→ **WHAT YOU SHOULD DO**: In the records below, find the line containing "sunlit petal in the photo above."; copy exactly that line and all lines after it to the end, and nothing else.

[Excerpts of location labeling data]
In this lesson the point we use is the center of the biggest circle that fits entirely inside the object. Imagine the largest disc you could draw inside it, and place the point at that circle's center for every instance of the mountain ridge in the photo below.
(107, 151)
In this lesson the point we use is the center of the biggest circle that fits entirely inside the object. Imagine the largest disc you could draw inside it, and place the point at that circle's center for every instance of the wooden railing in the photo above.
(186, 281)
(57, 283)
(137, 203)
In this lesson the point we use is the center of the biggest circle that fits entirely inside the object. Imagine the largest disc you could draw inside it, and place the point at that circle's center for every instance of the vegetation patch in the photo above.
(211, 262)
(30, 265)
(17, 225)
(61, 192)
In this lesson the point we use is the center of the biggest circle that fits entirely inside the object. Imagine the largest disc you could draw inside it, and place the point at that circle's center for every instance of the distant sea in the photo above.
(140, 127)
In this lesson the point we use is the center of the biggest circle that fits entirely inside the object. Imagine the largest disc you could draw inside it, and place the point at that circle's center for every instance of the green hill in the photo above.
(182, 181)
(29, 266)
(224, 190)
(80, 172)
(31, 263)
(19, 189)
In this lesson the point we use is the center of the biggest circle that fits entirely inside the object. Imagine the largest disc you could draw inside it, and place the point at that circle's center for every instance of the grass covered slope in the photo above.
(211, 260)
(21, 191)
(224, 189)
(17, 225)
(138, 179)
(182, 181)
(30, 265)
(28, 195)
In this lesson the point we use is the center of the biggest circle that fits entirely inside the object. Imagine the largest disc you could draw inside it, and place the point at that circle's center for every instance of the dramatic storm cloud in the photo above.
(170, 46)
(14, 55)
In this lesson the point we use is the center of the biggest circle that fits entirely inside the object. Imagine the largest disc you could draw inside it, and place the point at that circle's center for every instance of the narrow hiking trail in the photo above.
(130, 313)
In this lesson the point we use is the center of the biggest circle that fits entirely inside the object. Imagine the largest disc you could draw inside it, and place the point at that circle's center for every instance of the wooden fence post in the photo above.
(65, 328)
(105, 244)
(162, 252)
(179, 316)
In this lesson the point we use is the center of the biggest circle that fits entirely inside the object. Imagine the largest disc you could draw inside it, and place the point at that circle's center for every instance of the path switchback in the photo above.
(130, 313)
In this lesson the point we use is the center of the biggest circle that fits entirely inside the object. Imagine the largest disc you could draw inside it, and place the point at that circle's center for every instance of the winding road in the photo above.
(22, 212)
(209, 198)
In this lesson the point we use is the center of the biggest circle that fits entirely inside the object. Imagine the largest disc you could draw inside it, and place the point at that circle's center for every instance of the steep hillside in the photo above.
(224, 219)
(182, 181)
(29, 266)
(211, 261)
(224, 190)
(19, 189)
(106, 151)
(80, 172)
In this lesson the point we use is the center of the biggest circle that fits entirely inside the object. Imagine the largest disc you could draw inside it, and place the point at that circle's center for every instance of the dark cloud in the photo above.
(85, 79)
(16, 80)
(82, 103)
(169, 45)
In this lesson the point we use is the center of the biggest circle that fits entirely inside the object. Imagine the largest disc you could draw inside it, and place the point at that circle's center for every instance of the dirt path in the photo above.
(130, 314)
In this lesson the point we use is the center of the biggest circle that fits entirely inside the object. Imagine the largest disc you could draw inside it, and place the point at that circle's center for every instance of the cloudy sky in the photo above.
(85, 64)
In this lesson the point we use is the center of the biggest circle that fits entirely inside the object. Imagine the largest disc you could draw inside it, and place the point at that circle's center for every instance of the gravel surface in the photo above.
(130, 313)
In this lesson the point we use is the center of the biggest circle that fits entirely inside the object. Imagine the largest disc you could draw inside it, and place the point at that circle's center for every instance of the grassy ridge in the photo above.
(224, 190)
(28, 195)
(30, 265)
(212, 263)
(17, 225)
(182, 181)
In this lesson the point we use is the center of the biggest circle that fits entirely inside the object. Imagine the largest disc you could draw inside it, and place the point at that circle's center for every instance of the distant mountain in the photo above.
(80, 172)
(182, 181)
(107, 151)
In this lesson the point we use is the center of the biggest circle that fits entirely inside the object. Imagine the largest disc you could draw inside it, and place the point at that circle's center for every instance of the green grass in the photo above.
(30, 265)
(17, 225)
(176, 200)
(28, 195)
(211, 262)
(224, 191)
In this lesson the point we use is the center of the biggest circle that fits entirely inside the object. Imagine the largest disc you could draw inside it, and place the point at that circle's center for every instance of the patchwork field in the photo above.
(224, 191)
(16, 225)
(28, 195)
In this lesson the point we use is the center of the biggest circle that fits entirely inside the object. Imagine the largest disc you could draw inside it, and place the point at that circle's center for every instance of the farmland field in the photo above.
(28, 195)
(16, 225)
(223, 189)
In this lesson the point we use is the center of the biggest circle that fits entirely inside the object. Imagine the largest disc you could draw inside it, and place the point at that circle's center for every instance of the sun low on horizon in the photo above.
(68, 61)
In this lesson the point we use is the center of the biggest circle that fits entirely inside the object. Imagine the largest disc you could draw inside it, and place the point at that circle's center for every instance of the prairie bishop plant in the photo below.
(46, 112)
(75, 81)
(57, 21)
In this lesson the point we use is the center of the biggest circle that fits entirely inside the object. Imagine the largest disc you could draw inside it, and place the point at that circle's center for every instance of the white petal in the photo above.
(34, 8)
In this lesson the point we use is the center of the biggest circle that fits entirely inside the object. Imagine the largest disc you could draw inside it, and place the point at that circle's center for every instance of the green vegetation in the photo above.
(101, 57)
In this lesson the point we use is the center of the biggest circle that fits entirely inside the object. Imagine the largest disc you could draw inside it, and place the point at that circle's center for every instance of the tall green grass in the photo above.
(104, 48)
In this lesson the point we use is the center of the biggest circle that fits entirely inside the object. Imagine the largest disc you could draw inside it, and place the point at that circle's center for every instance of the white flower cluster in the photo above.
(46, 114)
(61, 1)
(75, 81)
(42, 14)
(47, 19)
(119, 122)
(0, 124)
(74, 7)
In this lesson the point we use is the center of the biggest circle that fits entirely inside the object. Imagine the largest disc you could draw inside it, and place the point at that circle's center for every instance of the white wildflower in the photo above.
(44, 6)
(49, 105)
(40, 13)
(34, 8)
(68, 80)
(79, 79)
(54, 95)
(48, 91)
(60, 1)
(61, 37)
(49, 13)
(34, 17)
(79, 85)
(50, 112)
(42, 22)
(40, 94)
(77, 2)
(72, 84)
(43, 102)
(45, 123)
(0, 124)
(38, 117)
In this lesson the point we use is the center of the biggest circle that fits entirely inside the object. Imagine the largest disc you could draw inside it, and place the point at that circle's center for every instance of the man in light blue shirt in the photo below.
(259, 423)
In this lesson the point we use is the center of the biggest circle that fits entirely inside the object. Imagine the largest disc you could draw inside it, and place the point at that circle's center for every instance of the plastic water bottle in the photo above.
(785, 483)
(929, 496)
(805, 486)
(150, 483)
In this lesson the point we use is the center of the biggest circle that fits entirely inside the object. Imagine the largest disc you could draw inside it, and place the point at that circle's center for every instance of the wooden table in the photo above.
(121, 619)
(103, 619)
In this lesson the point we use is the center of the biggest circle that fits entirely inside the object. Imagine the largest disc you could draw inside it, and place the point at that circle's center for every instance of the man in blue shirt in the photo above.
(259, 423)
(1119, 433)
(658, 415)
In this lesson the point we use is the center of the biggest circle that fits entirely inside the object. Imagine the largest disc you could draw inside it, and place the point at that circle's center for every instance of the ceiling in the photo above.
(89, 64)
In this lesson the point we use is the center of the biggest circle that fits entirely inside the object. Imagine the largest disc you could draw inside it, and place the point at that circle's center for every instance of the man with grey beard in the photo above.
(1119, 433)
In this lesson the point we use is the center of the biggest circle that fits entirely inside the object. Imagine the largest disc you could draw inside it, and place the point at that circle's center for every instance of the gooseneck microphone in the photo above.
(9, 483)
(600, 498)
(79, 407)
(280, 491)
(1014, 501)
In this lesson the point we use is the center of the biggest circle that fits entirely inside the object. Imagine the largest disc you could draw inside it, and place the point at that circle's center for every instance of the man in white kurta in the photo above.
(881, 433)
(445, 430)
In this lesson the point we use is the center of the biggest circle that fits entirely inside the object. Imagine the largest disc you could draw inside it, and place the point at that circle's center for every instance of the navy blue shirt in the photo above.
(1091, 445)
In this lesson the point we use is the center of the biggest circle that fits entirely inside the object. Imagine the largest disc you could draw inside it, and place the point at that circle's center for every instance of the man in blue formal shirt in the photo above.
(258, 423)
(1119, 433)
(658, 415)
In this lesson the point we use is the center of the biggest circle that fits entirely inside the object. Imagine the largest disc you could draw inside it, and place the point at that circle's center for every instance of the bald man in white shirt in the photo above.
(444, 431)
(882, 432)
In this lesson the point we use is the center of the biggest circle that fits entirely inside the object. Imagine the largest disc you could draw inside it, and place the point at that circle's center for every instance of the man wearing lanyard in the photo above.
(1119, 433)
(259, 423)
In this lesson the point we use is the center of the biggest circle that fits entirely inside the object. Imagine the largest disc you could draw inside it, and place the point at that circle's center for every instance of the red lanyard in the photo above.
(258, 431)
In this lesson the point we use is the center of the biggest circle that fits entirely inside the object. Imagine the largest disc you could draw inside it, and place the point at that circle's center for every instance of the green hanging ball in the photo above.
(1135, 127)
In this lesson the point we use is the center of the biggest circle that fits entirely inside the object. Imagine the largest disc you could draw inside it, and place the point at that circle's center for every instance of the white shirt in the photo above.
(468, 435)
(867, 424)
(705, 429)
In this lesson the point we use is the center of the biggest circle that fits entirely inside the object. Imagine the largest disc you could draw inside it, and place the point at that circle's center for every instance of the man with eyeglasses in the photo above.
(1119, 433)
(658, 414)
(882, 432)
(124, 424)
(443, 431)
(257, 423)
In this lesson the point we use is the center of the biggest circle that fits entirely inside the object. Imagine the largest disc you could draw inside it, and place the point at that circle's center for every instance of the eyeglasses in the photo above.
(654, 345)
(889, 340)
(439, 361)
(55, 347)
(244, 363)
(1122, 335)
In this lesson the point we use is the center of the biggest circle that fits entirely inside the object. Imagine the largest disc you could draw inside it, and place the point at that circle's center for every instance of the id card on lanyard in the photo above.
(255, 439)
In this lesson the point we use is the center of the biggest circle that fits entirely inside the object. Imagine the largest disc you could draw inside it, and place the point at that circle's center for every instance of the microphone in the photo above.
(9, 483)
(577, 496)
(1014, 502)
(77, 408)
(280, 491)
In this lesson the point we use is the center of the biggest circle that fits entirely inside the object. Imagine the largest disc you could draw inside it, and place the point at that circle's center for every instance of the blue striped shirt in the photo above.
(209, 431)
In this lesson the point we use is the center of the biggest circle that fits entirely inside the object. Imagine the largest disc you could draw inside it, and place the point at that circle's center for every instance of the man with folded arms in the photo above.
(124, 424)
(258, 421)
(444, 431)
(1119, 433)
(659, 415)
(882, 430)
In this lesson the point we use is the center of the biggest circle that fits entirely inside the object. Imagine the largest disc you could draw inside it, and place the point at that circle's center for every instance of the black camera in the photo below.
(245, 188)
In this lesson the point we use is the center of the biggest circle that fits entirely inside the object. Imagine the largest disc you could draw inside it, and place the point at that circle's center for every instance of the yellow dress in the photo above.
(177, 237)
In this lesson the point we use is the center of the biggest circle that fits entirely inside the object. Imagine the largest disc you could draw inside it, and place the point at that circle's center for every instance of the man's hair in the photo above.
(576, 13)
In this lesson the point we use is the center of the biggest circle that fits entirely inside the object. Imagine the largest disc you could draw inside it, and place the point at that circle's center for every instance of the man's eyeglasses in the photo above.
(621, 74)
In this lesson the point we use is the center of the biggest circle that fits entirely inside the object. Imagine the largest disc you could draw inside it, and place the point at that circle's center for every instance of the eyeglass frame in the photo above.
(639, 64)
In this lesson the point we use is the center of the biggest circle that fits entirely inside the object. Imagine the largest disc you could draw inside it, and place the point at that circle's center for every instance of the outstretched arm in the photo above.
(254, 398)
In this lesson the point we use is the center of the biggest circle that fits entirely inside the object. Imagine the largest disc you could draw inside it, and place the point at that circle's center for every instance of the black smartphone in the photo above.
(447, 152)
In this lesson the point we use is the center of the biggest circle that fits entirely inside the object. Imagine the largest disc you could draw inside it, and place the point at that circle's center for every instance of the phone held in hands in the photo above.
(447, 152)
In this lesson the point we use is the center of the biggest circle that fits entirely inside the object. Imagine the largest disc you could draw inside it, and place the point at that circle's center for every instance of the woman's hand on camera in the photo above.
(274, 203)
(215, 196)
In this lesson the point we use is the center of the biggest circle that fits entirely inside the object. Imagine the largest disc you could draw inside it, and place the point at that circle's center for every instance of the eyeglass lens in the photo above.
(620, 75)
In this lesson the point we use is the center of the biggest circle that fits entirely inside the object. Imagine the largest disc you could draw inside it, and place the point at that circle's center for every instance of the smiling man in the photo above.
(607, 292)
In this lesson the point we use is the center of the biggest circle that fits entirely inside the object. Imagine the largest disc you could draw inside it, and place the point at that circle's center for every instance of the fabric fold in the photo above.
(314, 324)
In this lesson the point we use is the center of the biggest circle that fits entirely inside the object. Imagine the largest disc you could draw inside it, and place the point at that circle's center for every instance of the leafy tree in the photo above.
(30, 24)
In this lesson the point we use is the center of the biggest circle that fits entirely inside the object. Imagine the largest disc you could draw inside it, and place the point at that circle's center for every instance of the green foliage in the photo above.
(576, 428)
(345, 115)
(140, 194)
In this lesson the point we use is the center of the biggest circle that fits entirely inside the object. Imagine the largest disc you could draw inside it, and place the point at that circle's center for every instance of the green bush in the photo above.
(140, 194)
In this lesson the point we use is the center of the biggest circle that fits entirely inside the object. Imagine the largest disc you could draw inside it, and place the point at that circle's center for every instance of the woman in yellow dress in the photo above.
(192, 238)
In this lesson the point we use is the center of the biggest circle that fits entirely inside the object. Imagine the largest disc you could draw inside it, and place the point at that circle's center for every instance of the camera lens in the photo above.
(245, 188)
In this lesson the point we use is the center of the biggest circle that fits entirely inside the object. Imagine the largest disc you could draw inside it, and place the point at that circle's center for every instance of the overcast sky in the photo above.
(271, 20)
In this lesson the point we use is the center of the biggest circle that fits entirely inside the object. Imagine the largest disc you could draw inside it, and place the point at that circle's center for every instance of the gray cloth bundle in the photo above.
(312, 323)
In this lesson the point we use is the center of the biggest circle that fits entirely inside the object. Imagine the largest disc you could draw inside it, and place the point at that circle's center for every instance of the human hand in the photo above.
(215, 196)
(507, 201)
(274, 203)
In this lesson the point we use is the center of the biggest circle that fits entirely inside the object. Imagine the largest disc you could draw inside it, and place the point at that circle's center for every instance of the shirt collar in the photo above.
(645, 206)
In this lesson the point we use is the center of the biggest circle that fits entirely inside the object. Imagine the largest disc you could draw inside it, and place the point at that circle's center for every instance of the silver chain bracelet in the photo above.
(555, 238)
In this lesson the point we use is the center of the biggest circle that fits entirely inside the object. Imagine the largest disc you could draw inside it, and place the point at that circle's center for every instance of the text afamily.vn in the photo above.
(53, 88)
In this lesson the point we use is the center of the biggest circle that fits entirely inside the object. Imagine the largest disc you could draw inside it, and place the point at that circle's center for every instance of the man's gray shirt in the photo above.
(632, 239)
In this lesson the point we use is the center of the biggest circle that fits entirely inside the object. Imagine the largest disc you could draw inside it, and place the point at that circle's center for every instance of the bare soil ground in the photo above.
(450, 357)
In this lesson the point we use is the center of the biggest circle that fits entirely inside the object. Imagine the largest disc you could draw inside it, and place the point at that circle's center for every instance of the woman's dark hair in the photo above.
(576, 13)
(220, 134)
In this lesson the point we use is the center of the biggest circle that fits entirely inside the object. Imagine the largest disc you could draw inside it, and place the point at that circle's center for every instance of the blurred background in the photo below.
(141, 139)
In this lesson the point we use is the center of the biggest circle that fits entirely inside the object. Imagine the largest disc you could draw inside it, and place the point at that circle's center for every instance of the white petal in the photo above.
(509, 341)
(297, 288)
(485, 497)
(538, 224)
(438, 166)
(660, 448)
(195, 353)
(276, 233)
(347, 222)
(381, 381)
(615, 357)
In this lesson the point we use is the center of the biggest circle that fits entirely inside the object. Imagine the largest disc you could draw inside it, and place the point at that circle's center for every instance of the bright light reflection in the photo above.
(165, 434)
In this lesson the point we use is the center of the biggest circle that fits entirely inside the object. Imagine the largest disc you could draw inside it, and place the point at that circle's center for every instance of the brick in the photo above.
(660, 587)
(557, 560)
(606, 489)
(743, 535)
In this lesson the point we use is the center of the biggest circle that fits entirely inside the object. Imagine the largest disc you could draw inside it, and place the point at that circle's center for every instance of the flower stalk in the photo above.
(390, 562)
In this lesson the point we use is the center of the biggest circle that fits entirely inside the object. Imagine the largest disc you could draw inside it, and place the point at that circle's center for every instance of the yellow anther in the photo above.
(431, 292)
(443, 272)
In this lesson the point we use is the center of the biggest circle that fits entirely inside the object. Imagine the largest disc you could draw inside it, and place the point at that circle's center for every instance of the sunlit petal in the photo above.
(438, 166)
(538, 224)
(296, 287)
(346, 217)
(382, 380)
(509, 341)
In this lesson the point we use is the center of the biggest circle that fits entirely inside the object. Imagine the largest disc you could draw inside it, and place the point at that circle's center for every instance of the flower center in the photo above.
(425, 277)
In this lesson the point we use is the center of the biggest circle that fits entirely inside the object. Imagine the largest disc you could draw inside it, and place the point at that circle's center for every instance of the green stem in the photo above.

→ **FINISHED TASK**:
In this lesson the point we use is the center of the biggest circle that fits entirely inside the object. Imagine the largest disc you could draw inside it, and place the point at that circle's center for every instance of the sunlit petal in the photo above.
(438, 166)
(538, 224)
(296, 287)
(346, 217)
(382, 380)
(509, 341)
In this lesson the point we use is the center of the biggest circle that fits entirely inside the object. Imagine the largest disc you could draw inside it, and place the point at that circle's center for every instance of the flower center in the photo above.
(425, 277)
In this lesson the point we use is the center of the biggest circle that fits entirely inside the object. Imagine the largest disc you could draw inside it, and place the point at that circle's center for every instance of the green stem in the photo above.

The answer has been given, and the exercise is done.